- _Location annotation dataset excerpts_
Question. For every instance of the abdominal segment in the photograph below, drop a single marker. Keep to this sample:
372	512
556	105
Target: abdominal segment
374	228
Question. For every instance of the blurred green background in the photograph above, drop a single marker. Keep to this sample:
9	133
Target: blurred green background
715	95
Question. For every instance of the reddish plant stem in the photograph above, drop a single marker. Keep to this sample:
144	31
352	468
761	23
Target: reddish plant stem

- _Do this_
Begin with the line that contains "Question. For every instance of the blurred" and set down each line exactly until the records above end, including the final line.

- _Response below_
Question. For every instance of the blurred green background in the photograph above, drop a single marker. Keep to this sample:
9	133
Target: blurred green background
715	95
Question. For every instance of the reddish plant stem in the photograph above, drop a single marker. Keep to this sample:
144	31
352	468
761	23
Target: reddish plant stem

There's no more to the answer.